▶ Exercise brief: Format everything from the line containing "Set-play tagging: locate each instance of the sun" down to the last of the entries as a JSON list of strings, one string per line, with blank lines left out.

▶ Material to process:
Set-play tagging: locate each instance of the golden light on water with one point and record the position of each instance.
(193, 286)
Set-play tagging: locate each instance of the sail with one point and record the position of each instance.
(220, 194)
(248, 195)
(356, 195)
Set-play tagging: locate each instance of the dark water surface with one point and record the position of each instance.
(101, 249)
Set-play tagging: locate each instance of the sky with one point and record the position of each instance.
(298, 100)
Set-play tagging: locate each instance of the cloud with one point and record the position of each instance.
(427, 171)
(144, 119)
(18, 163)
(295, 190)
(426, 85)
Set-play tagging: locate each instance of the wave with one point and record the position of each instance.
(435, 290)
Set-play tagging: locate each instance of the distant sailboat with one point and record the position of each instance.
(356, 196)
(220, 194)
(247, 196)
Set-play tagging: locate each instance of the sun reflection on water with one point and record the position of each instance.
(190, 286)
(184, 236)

▶ Full output:
[
  "Set-play tagging: locate each instance of the sun reflection on water with one point and record the position of each instance.",
  "(190, 286)",
  "(184, 236)"
]